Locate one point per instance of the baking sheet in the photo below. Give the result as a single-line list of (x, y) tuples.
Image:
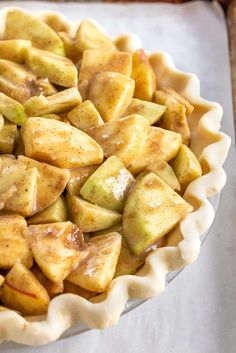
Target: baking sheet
[(196, 314)]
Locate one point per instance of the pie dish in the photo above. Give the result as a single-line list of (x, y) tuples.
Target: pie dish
[(195, 213)]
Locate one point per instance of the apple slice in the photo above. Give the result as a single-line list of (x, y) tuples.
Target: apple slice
[(128, 263), (186, 167), (18, 191), (14, 49), (74, 289), (124, 138), (149, 110), (152, 209), (59, 144), (12, 110), (160, 144), (13, 232), (51, 182), (165, 172), (108, 185), (117, 91), (57, 69), (97, 270), (90, 36), (78, 177), (85, 117), (56, 103), (89, 217), (56, 248), (143, 75), (8, 135), (96, 61), (17, 26), (54, 213), (21, 291)]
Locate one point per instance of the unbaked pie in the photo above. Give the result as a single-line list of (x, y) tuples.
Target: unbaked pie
[(107, 158)]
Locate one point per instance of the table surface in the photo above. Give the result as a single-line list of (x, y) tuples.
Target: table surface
[(196, 314)]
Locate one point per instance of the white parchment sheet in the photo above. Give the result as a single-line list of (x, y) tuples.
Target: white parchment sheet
[(197, 312)]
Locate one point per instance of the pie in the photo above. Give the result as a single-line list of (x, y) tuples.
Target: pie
[(107, 158)]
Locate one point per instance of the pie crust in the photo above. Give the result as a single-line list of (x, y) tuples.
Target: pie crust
[(211, 147)]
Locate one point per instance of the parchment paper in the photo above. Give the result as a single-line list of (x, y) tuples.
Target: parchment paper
[(197, 312)]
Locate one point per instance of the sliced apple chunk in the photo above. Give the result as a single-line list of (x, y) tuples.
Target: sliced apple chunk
[(90, 36), (108, 185), (14, 49), (97, 270), (143, 75), (18, 190), (56, 103), (16, 82), (52, 289), (152, 209), (117, 91), (21, 291), (51, 182), (12, 110), (124, 138), (14, 246), (186, 166), (89, 217), (78, 177), (128, 262), (160, 144), (71, 50), (8, 134), (165, 172), (74, 289), (54, 213), (21, 25), (59, 144), (168, 96), (149, 110), (96, 61), (57, 69), (57, 248), (175, 117), (85, 116)]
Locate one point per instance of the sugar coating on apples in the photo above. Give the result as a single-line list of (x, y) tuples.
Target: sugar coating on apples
[(94, 160)]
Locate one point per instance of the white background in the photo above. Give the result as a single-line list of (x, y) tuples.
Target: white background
[(197, 312)]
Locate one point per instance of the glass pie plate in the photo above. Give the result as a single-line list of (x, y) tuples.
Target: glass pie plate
[(131, 304)]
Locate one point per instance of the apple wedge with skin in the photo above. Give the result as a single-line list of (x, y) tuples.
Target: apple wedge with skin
•••
**Requirement**
Please rewrite the listing from the line holding "Locate one point per instance of the parchment" through the end of the listing, both ends included, keeping all its text but multiplying every coordinate in the answers by 2.2 and rounding each to a whole number, with halves rounded up.

**Written solution**
Locate one point per instance of the parchment paper in the photo above. Give the result as a single-line list of (x, y) tuples.
Target: parchment paper
[(433, 686)]
Locate one point per instance of the sliced apple chunk in the photo above. Give the result as a single-line list of (x, y) tuples.
Target: sliced apple chunk
[(198, 79), (238, 407), (31, 108), (213, 594), (315, 165), (40, 418), (123, 227), (35, 180), (114, 636), (334, 460), (257, 200), (46, 640), (112, 400), (26, 242), (273, 304), (31, 541), (409, 365), (196, 477), (172, 389), (282, 576), (352, 317), (156, 110), (18, 295), (363, 378), (163, 636), (119, 469), (46, 55), (130, 317), (370, 211), (328, 242), (211, 134), (125, 152), (125, 546), (385, 257), (187, 255)]
Locate one point per instance of the sugar coating on apples in the photo above. Give the result as a single-line list of (x, y) tuples.
Target: sugar coating on apples
[(207, 352)]
Locate one point per instance of the white background in the photo above. Give the result as a single-line list of (x, y) tuples.
Target: white background
[(433, 686)]
Locate one point per instance of the glass pie plate in the photo above. Give the result as a single-line list of (x, y) tuples.
Target: glass pie plate
[(288, 669)]
Locate one point per instance of the apple wedge with skin in the photo above. Give the result as a single-line list of (x, y) tuples.
Target: apple wedge with skin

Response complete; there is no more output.